| Task brief |
Please set down, exactly, the line with "Study the image above and determine where the green" and all lines that follow it through the end of the records below.
········
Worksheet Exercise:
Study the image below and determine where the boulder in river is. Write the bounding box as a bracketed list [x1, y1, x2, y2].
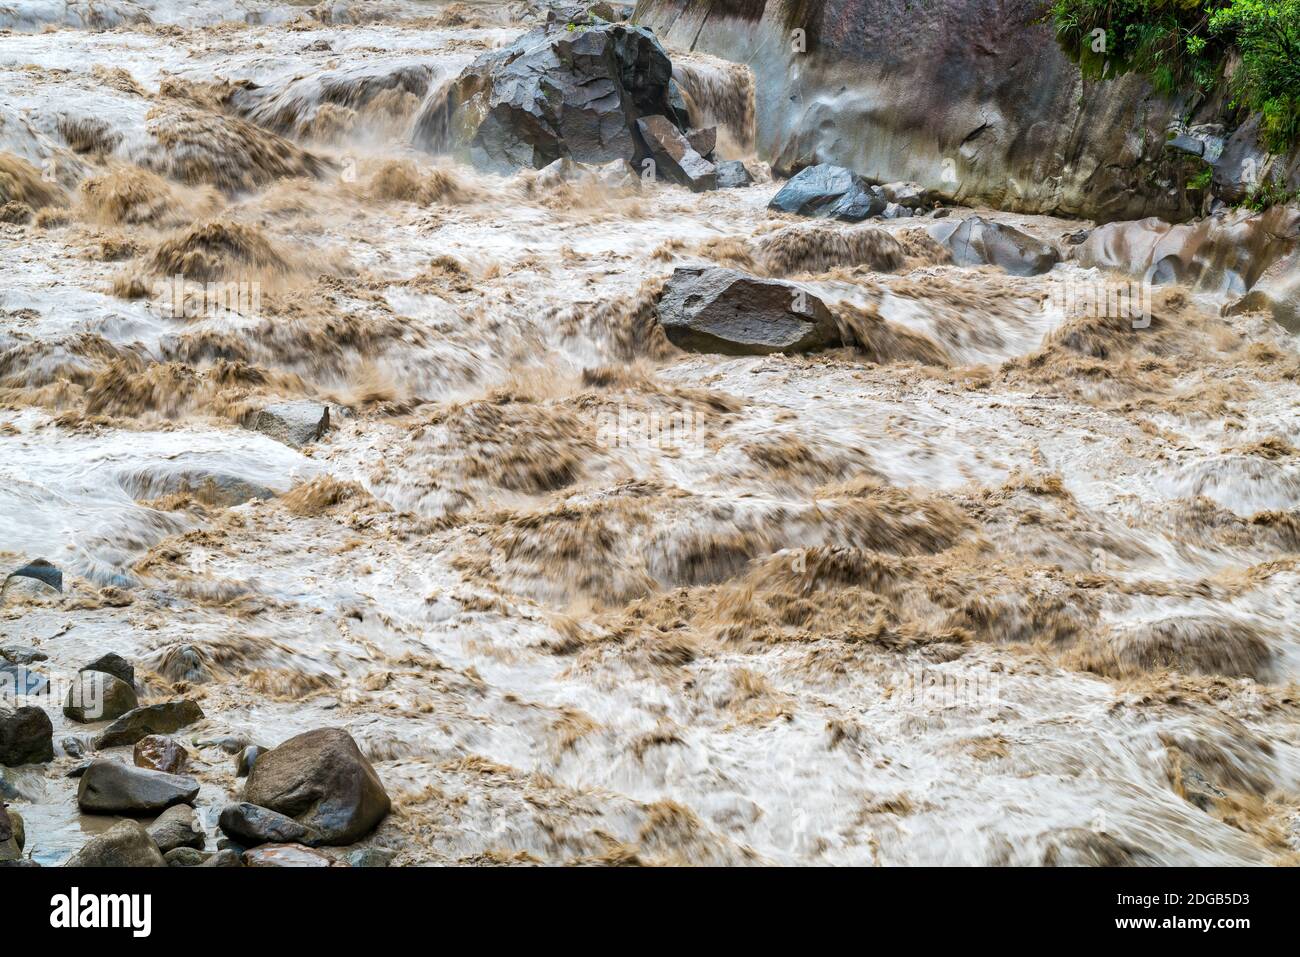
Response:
[66, 820, 166, 867]
[219, 801, 322, 847]
[77, 759, 200, 815]
[63, 671, 138, 723]
[243, 728, 391, 846]
[164, 846, 208, 867]
[415, 14, 687, 174]
[656, 266, 839, 355]
[0, 706, 54, 766]
[81, 651, 134, 687]
[148, 803, 205, 853]
[716, 159, 754, 189]
[134, 735, 188, 774]
[242, 401, 330, 450]
[637, 115, 716, 191]
[95, 699, 204, 749]
[930, 216, 1061, 276]
[768, 164, 885, 222]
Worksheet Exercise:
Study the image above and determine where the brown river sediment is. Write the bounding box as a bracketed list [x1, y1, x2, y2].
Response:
[1, 1, 1299, 866]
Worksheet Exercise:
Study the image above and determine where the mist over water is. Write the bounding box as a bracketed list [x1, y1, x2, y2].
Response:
[2, 1, 1298, 867]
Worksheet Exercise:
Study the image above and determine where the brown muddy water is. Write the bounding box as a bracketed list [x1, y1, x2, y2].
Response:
[1, 1, 1299, 866]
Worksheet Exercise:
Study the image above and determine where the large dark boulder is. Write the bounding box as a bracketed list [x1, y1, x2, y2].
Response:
[81, 652, 134, 687]
[95, 699, 204, 749]
[0, 706, 54, 766]
[148, 804, 205, 853]
[930, 216, 1061, 276]
[656, 266, 839, 355]
[66, 820, 166, 867]
[768, 164, 885, 221]
[243, 728, 390, 846]
[414, 15, 687, 174]
[77, 759, 200, 815]
[63, 671, 138, 723]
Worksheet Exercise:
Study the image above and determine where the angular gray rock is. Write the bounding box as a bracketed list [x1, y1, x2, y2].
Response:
[148, 803, 205, 853]
[95, 699, 204, 749]
[243, 728, 391, 846]
[0, 646, 47, 666]
[219, 801, 322, 847]
[656, 266, 839, 355]
[715, 160, 754, 189]
[879, 181, 932, 209]
[637, 115, 716, 191]
[65, 820, 166, 867]
[0, 706, 54, 766]
[242, 401, 330, 449]
[686, 126, 716, 159]
[768, 164, 885, 221]
[77, 759, 200, 815]
[414, 16, 686, 174]
[81, 652, 134, 687]
[930, 216, 1061, 276]
[63, 671, 138, 723]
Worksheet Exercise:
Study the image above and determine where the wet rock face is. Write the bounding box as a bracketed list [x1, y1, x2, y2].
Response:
[148, 803, 204, 854]
[635, 0, 1229, 223]
[77, 760, 200, 815]
[133, 735, 189, 774]
[637, 115, 716, 191]
[931, 216, 1062, 276]
[0, 706, 54, 767]
[219, 801, 322, 848]
[656, 266, 839, 355]
[417, 16, 685, 173]
[63, 671, 138, 723]
[243, 728, 391, 846]
[80, 651, 134, 688]
[94, 699, 204, 749]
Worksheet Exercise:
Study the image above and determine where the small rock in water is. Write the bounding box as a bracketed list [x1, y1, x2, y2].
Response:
[636, 115, 717, 192]
[219, 801, 323, 847]
[0, 646, 48, 666]
[3, 558, 62, 594]
[242, 400, 330, 449]
[66, 819, 166, 867]
[199, 848, 243, 867]
[148, 803, 205, 853]
[243, 843, 346, 867]
[195, 734, 251, 755]
[95, 699, 204, 749]
[0, 705, 54, 766]
[768, 163, 883, 221]
[157, 644, 212, 685]
[80, 652, 134, 688]
[76, 759, 200, 815]
[243, 728, 392, 846]
[345, 846, 396, 868]
[65, 760, 94, 778]
[134, 735, 189, 774]
[164, 846, 208, 867]
[686, 126, 716, 159]
[235, 744, 266, 777]
[60, 736, 86, 758]
[715, 160, 754, 189]
[656, 266, 839, 356]
[63, 671, 138, 723]
[879, 181, 931, 209]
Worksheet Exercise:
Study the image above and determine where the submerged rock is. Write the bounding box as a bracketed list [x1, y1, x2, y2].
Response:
[930, 216, 1061, 276]
[637, 114, 716, 191]
[243, 728, 391, 846]
[77, 759, 200, 815]
[768, 164, 884, 221]
[416, 15, 686, 174]
[0, 706, 54, 766]
[95, 699, 204, 749]
[656, 266, 838, 355]
[66, 820, 166, 867]
[715, 159, 753, 189]
[155, 644, 212, 685]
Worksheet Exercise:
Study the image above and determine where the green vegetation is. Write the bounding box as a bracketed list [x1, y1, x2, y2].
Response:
[1050, 0, 1300, 151]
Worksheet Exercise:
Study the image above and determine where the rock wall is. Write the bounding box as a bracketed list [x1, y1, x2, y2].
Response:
[633, 0, 1295, 224]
········
| Response box |
Study the image above and determine where the green vegetation is. Write the bounding box as a bracketed list [x1, y1, x2, y2].
Response:
[1050, 0, 1300, 151]
Worksheet Exercise:
Study the image above and determine where the rock wall is. Write the bounding box as a bracketed list [x1, y1, x2, y2].
Response:
[633, 0, 1295, 224]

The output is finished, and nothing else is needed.